**WRITTEN EXERCISE**
Write out the whole listing again, exactly as given.

━━━━━ ENTRIES

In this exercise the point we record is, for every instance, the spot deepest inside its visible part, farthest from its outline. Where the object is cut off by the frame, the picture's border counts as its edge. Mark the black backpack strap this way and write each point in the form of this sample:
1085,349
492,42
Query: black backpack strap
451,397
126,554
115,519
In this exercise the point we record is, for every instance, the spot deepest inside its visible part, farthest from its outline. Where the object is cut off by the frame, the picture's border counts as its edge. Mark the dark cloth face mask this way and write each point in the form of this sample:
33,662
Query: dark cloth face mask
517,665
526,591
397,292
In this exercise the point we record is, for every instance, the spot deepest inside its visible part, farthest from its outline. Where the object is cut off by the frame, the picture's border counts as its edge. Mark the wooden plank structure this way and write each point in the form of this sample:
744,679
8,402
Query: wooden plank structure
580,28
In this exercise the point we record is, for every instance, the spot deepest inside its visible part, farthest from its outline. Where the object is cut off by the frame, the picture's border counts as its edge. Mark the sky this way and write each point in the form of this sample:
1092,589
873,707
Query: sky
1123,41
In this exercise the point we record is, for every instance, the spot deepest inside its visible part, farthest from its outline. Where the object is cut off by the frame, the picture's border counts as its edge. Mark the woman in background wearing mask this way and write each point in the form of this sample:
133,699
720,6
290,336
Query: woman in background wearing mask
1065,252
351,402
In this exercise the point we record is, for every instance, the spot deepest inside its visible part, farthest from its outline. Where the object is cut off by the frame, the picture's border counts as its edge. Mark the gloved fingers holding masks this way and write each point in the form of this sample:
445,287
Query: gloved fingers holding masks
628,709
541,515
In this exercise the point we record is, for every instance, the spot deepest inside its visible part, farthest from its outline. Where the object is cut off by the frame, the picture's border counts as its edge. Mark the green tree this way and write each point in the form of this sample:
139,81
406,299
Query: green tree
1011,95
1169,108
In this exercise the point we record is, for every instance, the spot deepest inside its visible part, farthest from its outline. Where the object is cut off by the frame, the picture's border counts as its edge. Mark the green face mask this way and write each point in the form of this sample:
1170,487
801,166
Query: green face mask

━━━━━━━━━━

**WRITTEN ANSWER**
In this exercise the point we record is, for every instance, the spot deepest inside its visible part, farthest from its outline. Where the object is cut off by the frame, the picture's border counts as its edge. Mark the black backpack strap this way and write each point in the form of this sample:
1085,349
492,42
Query: black backpack strap
451,397
126,554
115,519
In this exercise the point we record is, for every instance, the spot deepest inside its visible part, farthest from its outline. Where the object is cut off by the frame, the picture's border counts as its edge. Mark the dark cloth face mask this way and write each point in the form of this sample:
33,662
Query: dark cloth face mask
517,665
526,591
397,292
In this exercise the point we record is, for every instance, the spot deepest inside its visible part, farthest from its outline. Where the object is cut off by the frame, the picture's border counts as its edge. Mark the wooden plank structure this way and write each point in the form of this sample:
744,679
8,402
Query: wooden plank structure
580,28
In this exercise the point we record is, for every instance, the spot deepest inside its visible part, farthest from its outline. Where the object is cut off by the frame, the picture's border counts as its edge. Mark the sky this way and write each point in the form of this sample:
1092,589
873,707
Query: sky
1123,41
In this exercise the point we record is, for every instance, the spot deepest inside its visible part, farthest from its outline. Where the object is cut off by the frame, the picture's border counts as its edge. Mark the woman in background wearing mask this way and write each point in the form of this sample:
133,699
720,6
290,336
Query: woman in background wearing mask
1065,252
351,402
In this exercise the point we record is, for every instance, the spot deepest inside its visible part, farthest from its outline. Where the object is cut off by the frame, the picture's border counts as its edge. Mark the gloved fingers holding masks this way and write each point in the form of this sample:
445,287
Query: gloved fingers holding masks
628,709
541,515
In this exercise the point we record is, for every instance, the spot deepest inside its visible part, farthest from its outline. Where the object is cut off by the frame, the picture's border counts as its edge. Mark the green tree this way and write each point in the form of this sample:
139,81
406,299
Query: green tree
1011,95
1169,108
In this exercise the point we record is, for every instance, the spot deepest inside its visible part, farthest from its outline. Where the object is cut off by the frame, the picture's border counts as its edge. Mark the green face mask this way and write each point in the form of this sample:
1170,487
801,166
Query: green face mask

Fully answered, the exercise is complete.